== SET EXERCISE ==
Rewrite the rows starting at the line that contains "Find tree canopy in the photo above." and ending at the line that contains "[6,477,186,597]", changing "bush" to "shrub" and leaving everything else unchanged.

== DATA EXCERPTS ==
-*-

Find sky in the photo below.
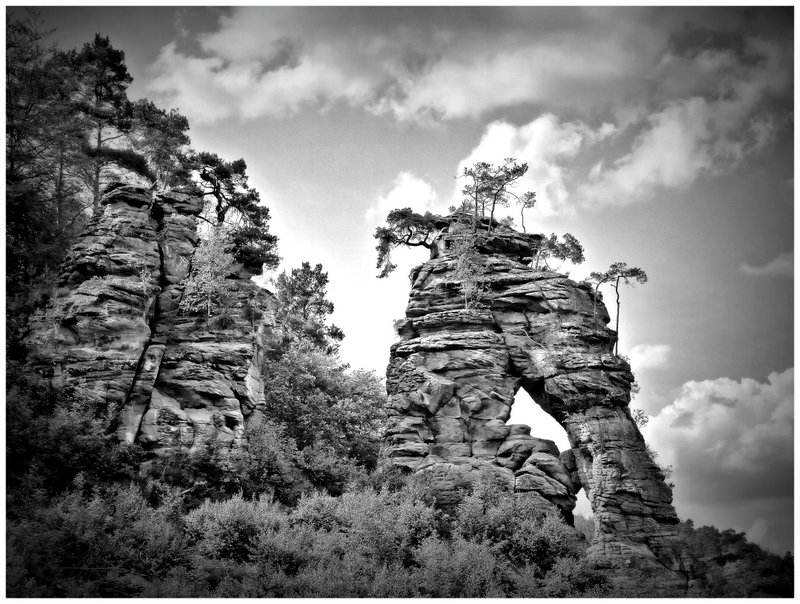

-*-

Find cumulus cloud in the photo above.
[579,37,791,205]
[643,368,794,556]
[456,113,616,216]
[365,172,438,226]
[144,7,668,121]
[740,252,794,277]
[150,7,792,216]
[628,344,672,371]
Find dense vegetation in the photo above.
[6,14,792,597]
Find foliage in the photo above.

-*-

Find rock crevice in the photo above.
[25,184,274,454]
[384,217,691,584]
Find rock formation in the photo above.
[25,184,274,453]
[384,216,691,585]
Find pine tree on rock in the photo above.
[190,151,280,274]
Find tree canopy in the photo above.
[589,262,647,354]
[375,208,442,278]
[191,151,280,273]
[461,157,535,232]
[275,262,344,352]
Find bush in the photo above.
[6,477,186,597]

-*-

== RESULT OF THE TASK ==
Find tree canopy in the photo above.
[589,262,647,354]
[375,208,442,278]
[191,151,280,273]
[461,157,535,232]
[275,262,344,352]
Find shrub in the photo above.
[6,477,186,597]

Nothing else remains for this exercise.